• _READING TEXT_
_ _ _

The Impact of Proposition 64 on Medical Marijuana, Tax Spending in California

With the passing of Proposition 64 in California legalizing recreational marijuana, most observers expected a big drop off in patients for doctors who prescribe medical marijuana.

However, just the opposite has happened. Because recreational marijuana will not become available in the state until early 2018, more people have turned to doctors in order to obtain cannabis.

Dr. Deborah Klaisle, lead physician at 420 Med Evaluations in California, told the Sacramento Bee she believes more people are coming to her clinic because they feel marijuana is “more legitimate” with the passage of Proposition 64.

Other doctors have reported a similar increase in business this past month. Voters approved the proposition on Nov. 8.

Getting a Prescription

In California, voters approved medical marijuana in 1996. Many doctors chose not to prescribe marijuana because it remains an illegal drug under federal law. For those who did see patients who wanted marijuana, it became a big part of their business.

Doctors can charge as much as $150 to prescribe marijuana, although some discounted operations have opened that charge as little as $25, according to the Bee. Klaisle at 420 Med Evaluations charges $55, or $45 for repeat patients.

An office manager at 420 Med Evaluations told the Bee that while this is typically a slow time of year, they have seen 50 to 60 medical marijuana patients per week in what has been a “crazy spike.”

_ _ _

• _RAW DATA_
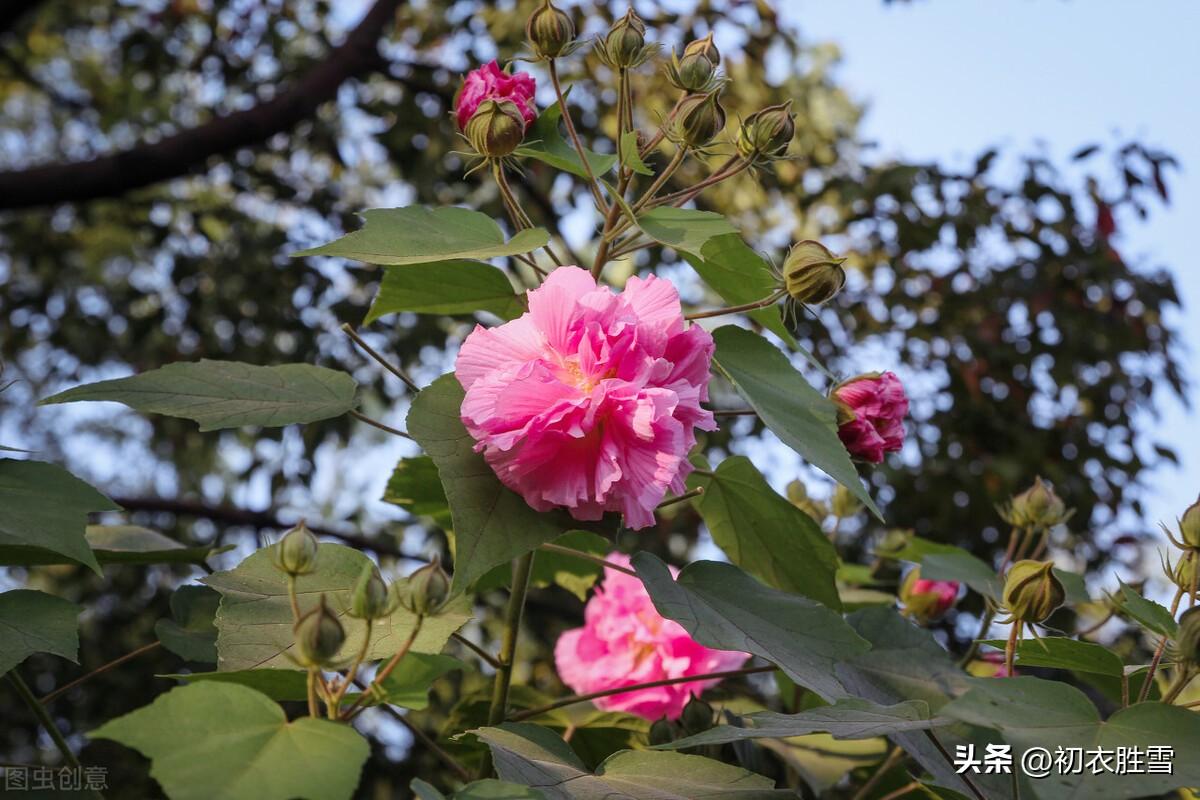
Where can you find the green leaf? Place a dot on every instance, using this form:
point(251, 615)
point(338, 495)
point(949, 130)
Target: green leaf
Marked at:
point(723, 607)
point(46, 507)
point(545, 143)
point(255, 618)
point(1035, 713)
point(765, 534)
point(801, 416)
point(1061, 653)
point(456, 287)
point(1145, 612)
point(492, 524)
point(227, 394)
point(846, 719)
point(239, 746)
point(684, 229)
point(34, 621)
point(191, 633)
point(741, 276)
point(534, 756)
point(418, 234)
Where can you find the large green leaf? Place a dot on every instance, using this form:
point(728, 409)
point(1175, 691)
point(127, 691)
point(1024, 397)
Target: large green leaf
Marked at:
point(739, 276)
point(723, 607)
point(1033, 713)
point(457, 287)
point(684, 229)
point(765, 534)
point(538, 757)
point(46, 507)
point(418, 234)
point(34, 621)
point(491, 523)
point(799, 415)
point(227, 394)
point(545, 143)
point(255, 618)
point(846, 719)
point(222, 740)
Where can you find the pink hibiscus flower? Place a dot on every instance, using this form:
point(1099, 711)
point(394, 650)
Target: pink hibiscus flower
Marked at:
point(489, 82)
point(589, 401)
point(624, 641)
point(874, 407)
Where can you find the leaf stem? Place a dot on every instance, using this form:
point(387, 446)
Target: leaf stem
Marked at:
point(633, 687)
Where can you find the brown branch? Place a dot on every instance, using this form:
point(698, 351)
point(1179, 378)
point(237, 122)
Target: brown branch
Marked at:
point(180, 154)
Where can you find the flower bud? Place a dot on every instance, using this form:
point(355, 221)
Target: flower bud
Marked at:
point(927, 600)
point(318, 636)
point(496, 128)
point(700, 119)
point(767, 133)
point(371, 599)
point(297, 552)
point(550, 30)
point(1186, 647)
point(625, 41)
point(429, 589)
point(1032, 591)
point(811, 274)
point(696, 717)
point(1037, 506)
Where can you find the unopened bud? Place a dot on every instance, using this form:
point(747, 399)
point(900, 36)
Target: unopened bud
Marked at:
point(1037, 506)
point(297, 552)
point(700, 119)
point(371, 599)
point(429, 589)
point(496, 128)
point(811, 274)
point(767, 133)
point(318, 636)
point(1032, 591)
point(550, 30)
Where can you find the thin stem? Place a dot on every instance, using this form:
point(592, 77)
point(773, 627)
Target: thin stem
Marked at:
point(593, 184)
point(43, 717)
point(387, 428)
point(633, 687)
point(478, 650)
point(736, 310)
point(586, 557)
point(383, 362)
point(115, 662)
point(1158, 653)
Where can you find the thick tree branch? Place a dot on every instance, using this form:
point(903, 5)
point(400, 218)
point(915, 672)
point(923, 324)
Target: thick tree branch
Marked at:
point(180, 154)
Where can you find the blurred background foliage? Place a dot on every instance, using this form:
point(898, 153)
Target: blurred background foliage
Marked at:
point(1030, 344)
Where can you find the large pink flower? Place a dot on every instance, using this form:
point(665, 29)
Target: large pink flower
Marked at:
point(624, 641)
point(489, 82)
point(874, 407)
point(589, 401)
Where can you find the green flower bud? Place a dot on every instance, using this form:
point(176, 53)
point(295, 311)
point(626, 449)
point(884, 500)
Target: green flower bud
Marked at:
point(297, 553)
point(625, 40)
point(318, 636)
point(696, 717)
point(1186, 648)
point(496, 128)
point(1037, 506)
point(371, 599)
point(700, 119)
point(429, 589)
point(767, 133)
point(1032, 591)
point(550, 30)
point(811, 274)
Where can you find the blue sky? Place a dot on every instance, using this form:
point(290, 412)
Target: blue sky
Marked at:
point(945, 79)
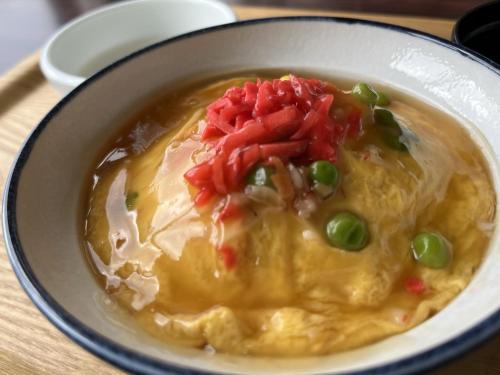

_ _ _

• _WHAT IS EXPECTED_
Using the Proposition 64 article, say whether each statement agrees with it, answering yes or no and quoting the words that decide it: (a) California voters approved medical marijuana in 1996. (b) Klaisle charges repeat patients $55. (c) Recreational marijuana becomes available in the state in early 2017.

• _WRITTEN RESPONSE_
(a) Yes: "In California, voters approved medical marijuana in 1996."
(b) No: "Klaisle at 420 Med Evaluations charges $55, or $45 for repeat patients."
(c) No: "recreational marijuana will not become available in the state until early 2018"